----- Dataset content -----
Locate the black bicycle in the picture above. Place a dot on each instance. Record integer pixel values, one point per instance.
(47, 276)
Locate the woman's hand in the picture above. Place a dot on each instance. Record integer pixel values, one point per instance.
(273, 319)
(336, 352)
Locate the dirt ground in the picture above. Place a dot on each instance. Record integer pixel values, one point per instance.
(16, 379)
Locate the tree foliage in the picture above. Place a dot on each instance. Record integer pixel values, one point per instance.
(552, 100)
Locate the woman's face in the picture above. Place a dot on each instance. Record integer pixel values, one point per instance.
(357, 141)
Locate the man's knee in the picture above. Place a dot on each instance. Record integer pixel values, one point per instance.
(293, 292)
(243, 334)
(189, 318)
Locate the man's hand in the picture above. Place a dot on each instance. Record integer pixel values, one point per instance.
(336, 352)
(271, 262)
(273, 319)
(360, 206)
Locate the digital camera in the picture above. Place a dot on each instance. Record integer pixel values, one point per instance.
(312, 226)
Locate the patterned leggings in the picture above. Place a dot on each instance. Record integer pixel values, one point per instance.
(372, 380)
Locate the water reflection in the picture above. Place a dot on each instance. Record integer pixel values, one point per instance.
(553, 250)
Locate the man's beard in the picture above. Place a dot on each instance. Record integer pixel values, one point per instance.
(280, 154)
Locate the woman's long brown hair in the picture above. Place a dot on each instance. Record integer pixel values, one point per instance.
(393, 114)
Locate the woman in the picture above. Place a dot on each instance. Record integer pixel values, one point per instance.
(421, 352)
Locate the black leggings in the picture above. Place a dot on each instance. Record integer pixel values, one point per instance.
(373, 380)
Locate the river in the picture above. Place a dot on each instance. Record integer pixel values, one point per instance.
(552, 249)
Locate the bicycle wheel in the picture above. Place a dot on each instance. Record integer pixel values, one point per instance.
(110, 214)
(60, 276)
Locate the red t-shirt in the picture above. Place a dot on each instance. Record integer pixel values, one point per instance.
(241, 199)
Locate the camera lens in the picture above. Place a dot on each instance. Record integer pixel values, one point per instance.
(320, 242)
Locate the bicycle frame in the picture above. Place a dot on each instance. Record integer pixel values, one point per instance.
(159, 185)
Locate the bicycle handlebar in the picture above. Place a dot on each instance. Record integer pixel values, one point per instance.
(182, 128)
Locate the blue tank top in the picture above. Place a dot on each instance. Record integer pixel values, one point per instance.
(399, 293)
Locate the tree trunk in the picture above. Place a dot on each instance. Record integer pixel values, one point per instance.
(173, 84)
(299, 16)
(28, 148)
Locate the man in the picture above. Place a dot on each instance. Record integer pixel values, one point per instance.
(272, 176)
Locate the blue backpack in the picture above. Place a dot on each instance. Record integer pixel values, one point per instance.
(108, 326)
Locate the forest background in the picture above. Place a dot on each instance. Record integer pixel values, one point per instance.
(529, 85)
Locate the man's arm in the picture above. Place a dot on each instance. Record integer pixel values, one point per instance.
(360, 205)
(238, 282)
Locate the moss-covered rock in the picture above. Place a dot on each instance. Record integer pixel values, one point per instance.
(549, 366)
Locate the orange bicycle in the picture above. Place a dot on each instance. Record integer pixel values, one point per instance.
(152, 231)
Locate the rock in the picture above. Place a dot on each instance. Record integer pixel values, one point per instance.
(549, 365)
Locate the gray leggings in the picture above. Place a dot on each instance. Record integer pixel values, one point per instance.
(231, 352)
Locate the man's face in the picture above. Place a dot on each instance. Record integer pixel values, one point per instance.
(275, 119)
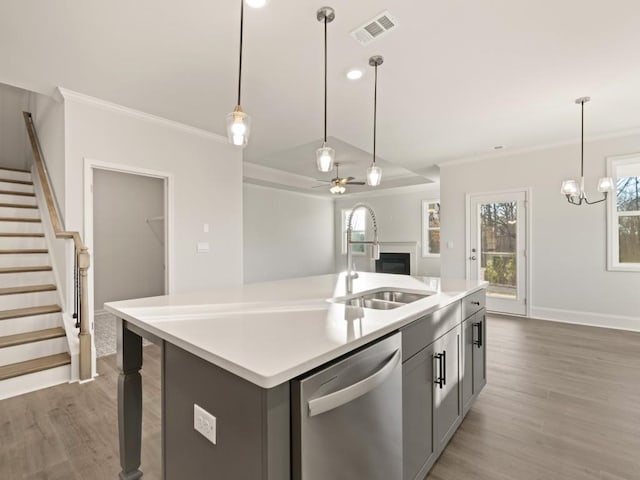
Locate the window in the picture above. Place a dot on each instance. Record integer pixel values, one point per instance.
(624, 213)
(430, 228)
(358, 230)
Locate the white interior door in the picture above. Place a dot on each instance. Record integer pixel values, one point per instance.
(497, 250)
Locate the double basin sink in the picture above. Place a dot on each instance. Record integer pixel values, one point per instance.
(382, 299)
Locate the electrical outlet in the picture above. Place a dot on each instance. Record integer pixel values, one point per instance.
(205, 423)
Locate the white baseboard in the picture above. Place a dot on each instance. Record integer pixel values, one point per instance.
(618, 322)
(34, 381)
-----
Work request »
Transcribe all records verbatim, no pictures.

Reply to the exercise »
Locate the black bicycle in the picture above. Place a dot on each instance. Record integer pixel values, one point per instance.
(47, 276)
Locate the woman's hand in the picture above. Place a dot on each instance. Record integer pixel values, one point per instance.
(273, 319)
(336, 352)
Locate the dirt ground in the picture above. Place a dot on each instance. Record integer pixel values, one point per instance.
(16, 379)
Locate the tree foliage in the picture above. Place a dot on each instance. Record integer pixel values, one point per instance.
(552, 100)
Locate the woman's face in the picture above. Place a dot on each instance. Record integer pixel values, one point per instance.
(357, 141)
Locate the man's knee in the picture above. Place a dot on each instance. Record integer pixel values, one point per instance.
(293, 292)
(243, 334)
(189, 318)
Locate the man's hand in the picture above. Place a dot on each instance. Record integer pixel values, one point per instance.
(336, 352)
(271, 262)
(273, 319)
(360, 206)
Locate the digital camera in the picture above. Place a dot on each instance. Record integer pixel values, one point per instance.
(312, 226)
Locate the patterned leggings in the picture above. Place a dot on each instance. Record integer pixel values, one point per instance.
(372, 380)
Locate the water reflection in the picture above. Place a dot on each instance. Record integer pixel values, one point per instance.
(553, 250)
Locate the man's beard in the picture above. Place a dot on each instance. Record integer pixel values, one point per instance.
(280, 154)
Locate the woman's long brown hair in the picture above. Place a dot on each instance. Record integer pixel values, one point per instance.
(393, 114)
Locate the woman in the picture above. Place a dot on each instance. Record integer pixel values, one point per instance.
(421, 352)
Locate the black leggings in the picture above. Place a dot on each instance. Record integer pixel values, one point per instance.
(373, 380)
Locate the river in the picture above. Place a dot on each instance. Record integer pixel values, one point per instance.
(552, 249)
Locate the bicycle wheel in the picture above. Place a dot on each instance. Record integer pixel values, one point per instance.
(110, 214)
(60, 276)
Locate the red t-shirt in the picture above. Place a dot on each instance. Record integer pixel values, one point per instance.
(241, 199)
Locate the camera lens in the picture above. Place a dot on each instance. Record integer pixel values, one point per instance.
(320, 242)
Locate the bicycle frame in the picture above. Place a dot on each instance. Record integer pixel values, one point per instance.
(159, 185)
Locate the bicycle handlebar in the picture above. Place a dot on each instance. Record integer pixel values, one point per instance.
(182, 128)
Locate the blue tank top in the picture above. Place a dot on each instance. Record integer pixel values, one point per instance.
(399, 293)
Locate the tree trunk in the picture above. Place a dot on each instance. Record integer pixel values, one point per instance.
(173, 84)
(299, 16)
(28, 148)
Locate the man in the picture above. Place a dot on each instance. Record integer pixel values, one point per instance.
(272, 176)
Locate the blue backpack in the picture above. Place a dot on each instance. Record integer pixel values, one point per instance.
(108, 326)
Locate the forest background in the picture above. Place a dot on each instance. Record integer pixel values, one point per instance.
(529, 85)
Locate the man's arm in the picture above. Place a dot on each instance. Record integer pixel values, one point per instance.
(360, 205)
(238, 282)
Locate the moss-covered rock in the picture above. Place a dot on each instance. Record integer pixel values, one point per instance.
(549, 366)
Locate the orange bicycle in the picture above. Place a dot on each instance. Record integer pixel values, one point per instance.
(152, 231)
Locate the rock in the picture above. Place a dot on each instance. Record integer pixel values, one point per instance.
(549, 365)
Locate the gray leggings in the picture above. Place a dot on each instance. Record integer pixel values, one point per instance.
(231, 352)
Locate the man's face in the picture above. Place a dot on each instance. Record integer pixel values, one point per instance.
(275, 119)
Locate the window in the picture above. Place a dot on each instance. Record integer pixel values, one point per instance.
(624, 213)
(430, 228)
(358, 230)
Locate the white interior door in the picture above. Place a dot on each instance. Record integer pixel values, one point per instance.
(497, 250)
Locate the double basin sink in the picture above. Place a dot on each instance. Record integer pixel values, one point per instance.
(382, 299)
Locate the electrical outlet in the picture above. Place a dot on each instance. Record integer pixel values, one point per instance.
(205, 423)
Locate the white baseboard in the picture above. Place a dot on each instance. Record integer pixel values, one point per instance.
(618, 322)
(34, 381)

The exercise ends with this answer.